# 节选文本
──────────

UVA 10256 The Great Divide

大意：平面上有n个Majestix（红点）和m个Cleverdix（蓝点），是否存在一条直线，使得任取一个红点和一个蓝点都在直线的异侧？这条直线不能穿过红点或蓝点？

思路：分离两个点集的充要条件是分离两个凸包，首先求出两个凸包。

然后判断这两个凸包是否有公共部分，则只需：

1、判断任何一个红点不在蓝点的内部，蓝点类似。

2、红凸包上的任意一条边与蓝凸包没有交点（包括端点）。

判断1时，判断是否在凸包内外部的同时还判断端点是否相等，这样在判断2时可以直接判断是不是规范相交。

判断2时，直接判断是否规范相交即可。

如果有1个凸包退化成了点或者线也没关系，因为上面两种判断覆盖了这种情况。

#include <iostream>
#include <cstdlib>
#include <cstdio>
#include <string>
#include <cstring>
#include <cmath>
#include <vector>
#include <queue>
#include <stack>
#include <algorithm>
using namespace std;

const double eps = 1e-10;
const double PI = acos(-1.0);

struct Point
{
	double x, y;
	Point(double x = 0, double y = 0) : x(x), y(y) { }
	bool operator < (const Point& a) const
	{
		if(a.x != x) return x < a.x;
		return y < a.y;
	}
};

typedef Point Vector;

Vector operator + (Vector A, Vector B) { return Vector(A.x+B.x, A.y+B.y); }

Vector operator - (Point A, Point B) { return Vector(A.x-B.x, A.y-B.y); }

Vector operator * (Vector A, double p) { return Vector(A.x*p, A.y*p); }

Vector operator / (Vector A, double p) { return Vector(A.x/p, A.y/p); }

int dcmp(double x)
{
	if(fabs(x) < eps) return 0; else return x < 0 ? -1 : 1;
}

bool operator == (const Point& a, const Point &b)

──────────

# 所给条目

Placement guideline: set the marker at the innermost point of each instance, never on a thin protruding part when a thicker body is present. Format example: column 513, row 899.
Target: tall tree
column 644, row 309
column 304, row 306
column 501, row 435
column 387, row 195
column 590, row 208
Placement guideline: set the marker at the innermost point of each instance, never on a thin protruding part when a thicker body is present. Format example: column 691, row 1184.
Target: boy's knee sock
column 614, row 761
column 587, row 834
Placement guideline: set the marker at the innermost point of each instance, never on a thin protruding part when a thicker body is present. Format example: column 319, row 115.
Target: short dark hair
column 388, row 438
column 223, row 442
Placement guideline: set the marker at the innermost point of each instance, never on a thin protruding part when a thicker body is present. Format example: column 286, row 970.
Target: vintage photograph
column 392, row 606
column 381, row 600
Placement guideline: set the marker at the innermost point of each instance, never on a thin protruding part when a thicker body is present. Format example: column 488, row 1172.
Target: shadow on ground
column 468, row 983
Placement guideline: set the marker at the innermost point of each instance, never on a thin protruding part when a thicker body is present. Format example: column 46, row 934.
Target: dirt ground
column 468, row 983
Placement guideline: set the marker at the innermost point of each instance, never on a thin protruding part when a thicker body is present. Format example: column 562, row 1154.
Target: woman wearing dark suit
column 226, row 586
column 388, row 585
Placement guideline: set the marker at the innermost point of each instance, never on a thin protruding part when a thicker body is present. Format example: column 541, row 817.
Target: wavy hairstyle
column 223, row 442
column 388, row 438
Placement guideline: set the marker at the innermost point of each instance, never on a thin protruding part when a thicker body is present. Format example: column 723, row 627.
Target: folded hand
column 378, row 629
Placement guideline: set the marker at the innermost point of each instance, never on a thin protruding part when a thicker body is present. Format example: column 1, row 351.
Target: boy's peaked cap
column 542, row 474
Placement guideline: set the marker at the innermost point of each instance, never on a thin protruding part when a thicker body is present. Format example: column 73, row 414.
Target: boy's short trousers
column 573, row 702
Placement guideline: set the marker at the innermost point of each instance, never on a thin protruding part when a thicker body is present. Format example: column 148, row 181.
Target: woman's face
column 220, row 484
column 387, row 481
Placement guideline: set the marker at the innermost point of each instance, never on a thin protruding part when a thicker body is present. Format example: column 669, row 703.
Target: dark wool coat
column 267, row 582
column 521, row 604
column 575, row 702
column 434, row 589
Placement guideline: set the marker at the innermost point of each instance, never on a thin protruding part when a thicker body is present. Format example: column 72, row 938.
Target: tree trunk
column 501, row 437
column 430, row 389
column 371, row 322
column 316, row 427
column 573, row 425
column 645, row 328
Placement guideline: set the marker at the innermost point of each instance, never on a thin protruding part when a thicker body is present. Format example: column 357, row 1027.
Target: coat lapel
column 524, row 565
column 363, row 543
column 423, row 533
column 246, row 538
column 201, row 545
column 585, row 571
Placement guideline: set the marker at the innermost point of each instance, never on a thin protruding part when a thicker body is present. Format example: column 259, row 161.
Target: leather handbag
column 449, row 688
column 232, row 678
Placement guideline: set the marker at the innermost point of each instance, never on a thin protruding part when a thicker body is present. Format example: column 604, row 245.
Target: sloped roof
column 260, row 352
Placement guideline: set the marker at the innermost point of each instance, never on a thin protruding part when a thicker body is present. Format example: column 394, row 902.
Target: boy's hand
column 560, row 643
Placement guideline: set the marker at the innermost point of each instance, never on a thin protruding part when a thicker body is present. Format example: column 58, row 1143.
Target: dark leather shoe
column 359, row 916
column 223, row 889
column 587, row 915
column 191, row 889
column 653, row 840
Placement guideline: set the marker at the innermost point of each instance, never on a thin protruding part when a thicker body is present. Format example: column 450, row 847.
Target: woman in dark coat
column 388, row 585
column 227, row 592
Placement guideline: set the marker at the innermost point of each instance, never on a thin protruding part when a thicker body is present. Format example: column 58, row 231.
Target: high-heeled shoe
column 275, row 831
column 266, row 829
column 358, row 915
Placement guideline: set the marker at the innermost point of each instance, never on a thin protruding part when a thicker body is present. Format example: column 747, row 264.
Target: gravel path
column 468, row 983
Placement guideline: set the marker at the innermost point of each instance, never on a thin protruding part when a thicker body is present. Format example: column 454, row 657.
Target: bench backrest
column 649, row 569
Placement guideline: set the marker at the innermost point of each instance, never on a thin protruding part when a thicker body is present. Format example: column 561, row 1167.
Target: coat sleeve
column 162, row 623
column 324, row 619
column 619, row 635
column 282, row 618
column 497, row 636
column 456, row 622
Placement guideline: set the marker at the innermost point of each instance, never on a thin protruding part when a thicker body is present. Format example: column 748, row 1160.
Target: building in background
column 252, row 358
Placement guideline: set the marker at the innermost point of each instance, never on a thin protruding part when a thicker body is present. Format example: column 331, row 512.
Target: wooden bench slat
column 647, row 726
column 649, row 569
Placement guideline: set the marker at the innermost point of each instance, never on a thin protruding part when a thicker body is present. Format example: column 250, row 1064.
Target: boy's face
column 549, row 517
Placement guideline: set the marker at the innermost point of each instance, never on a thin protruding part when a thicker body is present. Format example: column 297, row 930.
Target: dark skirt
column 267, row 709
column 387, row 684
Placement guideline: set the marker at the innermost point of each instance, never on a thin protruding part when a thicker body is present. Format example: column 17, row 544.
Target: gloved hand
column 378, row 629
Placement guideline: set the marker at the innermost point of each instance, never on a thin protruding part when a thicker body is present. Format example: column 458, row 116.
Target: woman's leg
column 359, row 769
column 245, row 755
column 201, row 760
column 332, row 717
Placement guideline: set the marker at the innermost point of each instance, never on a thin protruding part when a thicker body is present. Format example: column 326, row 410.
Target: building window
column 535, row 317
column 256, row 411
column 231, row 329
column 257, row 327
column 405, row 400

──────────

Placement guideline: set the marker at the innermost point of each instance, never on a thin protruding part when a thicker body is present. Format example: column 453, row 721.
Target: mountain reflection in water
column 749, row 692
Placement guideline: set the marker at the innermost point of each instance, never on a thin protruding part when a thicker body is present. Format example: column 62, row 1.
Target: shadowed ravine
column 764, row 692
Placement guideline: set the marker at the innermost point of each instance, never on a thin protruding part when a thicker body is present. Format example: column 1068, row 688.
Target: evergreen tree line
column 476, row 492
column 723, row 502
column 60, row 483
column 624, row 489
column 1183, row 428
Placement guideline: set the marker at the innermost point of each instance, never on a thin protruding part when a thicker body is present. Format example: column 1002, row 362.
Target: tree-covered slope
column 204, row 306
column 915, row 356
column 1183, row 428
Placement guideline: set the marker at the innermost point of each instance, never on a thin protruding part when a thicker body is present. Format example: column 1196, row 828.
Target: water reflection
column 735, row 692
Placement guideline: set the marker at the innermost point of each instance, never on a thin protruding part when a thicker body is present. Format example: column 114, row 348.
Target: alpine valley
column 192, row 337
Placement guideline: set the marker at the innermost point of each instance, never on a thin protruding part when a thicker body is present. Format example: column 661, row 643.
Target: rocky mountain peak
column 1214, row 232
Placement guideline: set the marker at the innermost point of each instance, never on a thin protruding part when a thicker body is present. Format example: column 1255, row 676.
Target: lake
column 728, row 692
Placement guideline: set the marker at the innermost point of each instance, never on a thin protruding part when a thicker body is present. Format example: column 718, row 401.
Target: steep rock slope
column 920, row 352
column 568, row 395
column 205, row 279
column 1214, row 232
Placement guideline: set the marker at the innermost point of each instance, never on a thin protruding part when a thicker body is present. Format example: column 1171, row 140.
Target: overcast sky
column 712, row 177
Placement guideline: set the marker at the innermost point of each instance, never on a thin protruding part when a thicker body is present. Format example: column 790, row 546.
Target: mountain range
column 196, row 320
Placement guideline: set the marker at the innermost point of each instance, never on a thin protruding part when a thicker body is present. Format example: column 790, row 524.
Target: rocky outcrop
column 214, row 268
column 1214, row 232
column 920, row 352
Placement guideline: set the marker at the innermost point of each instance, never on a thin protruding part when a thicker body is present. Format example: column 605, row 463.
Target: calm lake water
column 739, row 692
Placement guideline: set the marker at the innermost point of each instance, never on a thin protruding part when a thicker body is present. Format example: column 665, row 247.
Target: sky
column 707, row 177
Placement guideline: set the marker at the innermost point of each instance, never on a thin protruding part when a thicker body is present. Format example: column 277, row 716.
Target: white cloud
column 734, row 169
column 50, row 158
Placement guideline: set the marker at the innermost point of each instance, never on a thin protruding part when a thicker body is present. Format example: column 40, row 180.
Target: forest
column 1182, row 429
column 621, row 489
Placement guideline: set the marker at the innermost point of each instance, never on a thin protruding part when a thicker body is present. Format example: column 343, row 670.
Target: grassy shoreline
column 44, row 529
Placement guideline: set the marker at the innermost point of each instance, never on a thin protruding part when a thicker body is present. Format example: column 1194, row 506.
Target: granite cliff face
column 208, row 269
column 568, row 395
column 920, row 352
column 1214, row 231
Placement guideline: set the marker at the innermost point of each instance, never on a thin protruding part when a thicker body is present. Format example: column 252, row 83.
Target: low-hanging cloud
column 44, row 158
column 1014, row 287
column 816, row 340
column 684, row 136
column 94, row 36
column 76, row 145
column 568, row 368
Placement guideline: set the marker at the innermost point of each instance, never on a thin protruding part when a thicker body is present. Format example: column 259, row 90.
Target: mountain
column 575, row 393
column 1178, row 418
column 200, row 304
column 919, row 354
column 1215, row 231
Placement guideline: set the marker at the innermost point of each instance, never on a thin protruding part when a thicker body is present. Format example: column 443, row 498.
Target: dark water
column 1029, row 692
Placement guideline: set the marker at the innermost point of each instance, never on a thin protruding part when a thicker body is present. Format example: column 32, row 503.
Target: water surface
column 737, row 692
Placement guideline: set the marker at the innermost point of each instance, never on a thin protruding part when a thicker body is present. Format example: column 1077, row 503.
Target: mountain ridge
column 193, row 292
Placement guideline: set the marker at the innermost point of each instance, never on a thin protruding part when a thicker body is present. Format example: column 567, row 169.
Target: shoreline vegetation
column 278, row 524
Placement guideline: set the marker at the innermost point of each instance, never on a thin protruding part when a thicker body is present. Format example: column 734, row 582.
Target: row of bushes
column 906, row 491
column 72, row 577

──────────

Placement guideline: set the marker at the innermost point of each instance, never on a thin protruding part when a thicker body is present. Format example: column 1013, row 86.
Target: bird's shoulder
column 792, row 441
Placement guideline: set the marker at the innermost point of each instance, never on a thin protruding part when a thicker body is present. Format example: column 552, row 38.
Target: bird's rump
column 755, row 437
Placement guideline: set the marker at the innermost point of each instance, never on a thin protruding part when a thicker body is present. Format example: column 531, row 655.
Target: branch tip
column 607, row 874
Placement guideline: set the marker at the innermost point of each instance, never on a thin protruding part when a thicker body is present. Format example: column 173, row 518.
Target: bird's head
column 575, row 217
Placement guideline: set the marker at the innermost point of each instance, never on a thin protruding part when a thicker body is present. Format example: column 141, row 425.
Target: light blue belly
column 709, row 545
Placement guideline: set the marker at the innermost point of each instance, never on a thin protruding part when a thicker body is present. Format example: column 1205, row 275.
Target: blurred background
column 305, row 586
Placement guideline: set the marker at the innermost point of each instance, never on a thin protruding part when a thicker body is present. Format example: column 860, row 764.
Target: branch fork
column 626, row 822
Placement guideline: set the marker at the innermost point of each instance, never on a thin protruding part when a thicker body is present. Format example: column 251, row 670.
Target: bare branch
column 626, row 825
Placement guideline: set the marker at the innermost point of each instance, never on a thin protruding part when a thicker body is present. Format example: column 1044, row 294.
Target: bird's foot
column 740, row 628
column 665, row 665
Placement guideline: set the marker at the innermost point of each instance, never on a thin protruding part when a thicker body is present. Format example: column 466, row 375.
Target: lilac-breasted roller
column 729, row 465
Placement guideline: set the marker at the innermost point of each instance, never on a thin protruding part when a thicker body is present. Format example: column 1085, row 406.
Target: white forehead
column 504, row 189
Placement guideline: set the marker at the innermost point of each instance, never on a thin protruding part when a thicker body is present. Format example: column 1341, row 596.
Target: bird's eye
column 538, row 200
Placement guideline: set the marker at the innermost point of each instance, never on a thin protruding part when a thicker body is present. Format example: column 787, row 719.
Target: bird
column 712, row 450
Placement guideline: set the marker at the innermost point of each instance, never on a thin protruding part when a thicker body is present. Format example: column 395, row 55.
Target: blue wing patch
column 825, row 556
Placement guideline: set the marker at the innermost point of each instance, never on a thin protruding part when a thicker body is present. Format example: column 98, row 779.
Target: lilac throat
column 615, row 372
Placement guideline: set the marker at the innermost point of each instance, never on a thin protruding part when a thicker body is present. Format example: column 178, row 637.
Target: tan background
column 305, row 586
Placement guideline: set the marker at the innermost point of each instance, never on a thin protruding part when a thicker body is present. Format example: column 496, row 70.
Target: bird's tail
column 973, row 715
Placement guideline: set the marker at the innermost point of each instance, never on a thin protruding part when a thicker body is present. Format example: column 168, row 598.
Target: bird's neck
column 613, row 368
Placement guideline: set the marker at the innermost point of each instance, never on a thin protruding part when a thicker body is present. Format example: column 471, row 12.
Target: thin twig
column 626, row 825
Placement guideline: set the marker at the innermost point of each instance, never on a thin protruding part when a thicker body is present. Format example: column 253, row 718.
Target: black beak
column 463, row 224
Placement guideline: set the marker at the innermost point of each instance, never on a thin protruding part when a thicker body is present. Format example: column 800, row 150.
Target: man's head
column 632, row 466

──────────

# 任务列表
**a)** 根据节选文本，判断下面三种说法是否符合原文，每项回答“是”或“否”，并照原文引出起决定作用的语句：(i) 分离两个点集的充要条件是分离两个凸包；(ii) 判断红凸包的边与蓝凸包是否有交点时，需要判断非规范相交；(iii) 如果有一个凸包退化成点或线，就必须另外处理。
**b)** 请抄录节选文本中从“Vector operator *”往下一直到“int dcmp(double x)”为止的全部内容。
**c)** 按照节选文本的说法，做第1项判断时，为什么除了判断点在凸包内部还是外部，还要判断端点是否相等？请用一到三句话说明。

# 逐项答案
**a)**
(i) 是。原文：“分离两个点集的充要条件是分离两个凸包”。
(ii) 否。原文：“判断2时，直接判断是否规范相交即可。”
(iii) 否。原文：“如果有1个凸包退化成了点或者线也没关系，因为上面两种判断覆盖了这种情况。”

**b)**
Vector operator * (Vector A, double p) { return Vector(A.x*p, A.y*p); }

Vector operator / (Vector A, double p) { return Vector(A.x/p, A.y/p); }

int dcmp(double x)

**c)** 因为在判断1时同时判断端点是否相等，到判断2时就可以直接判断两条边是不是规范相交。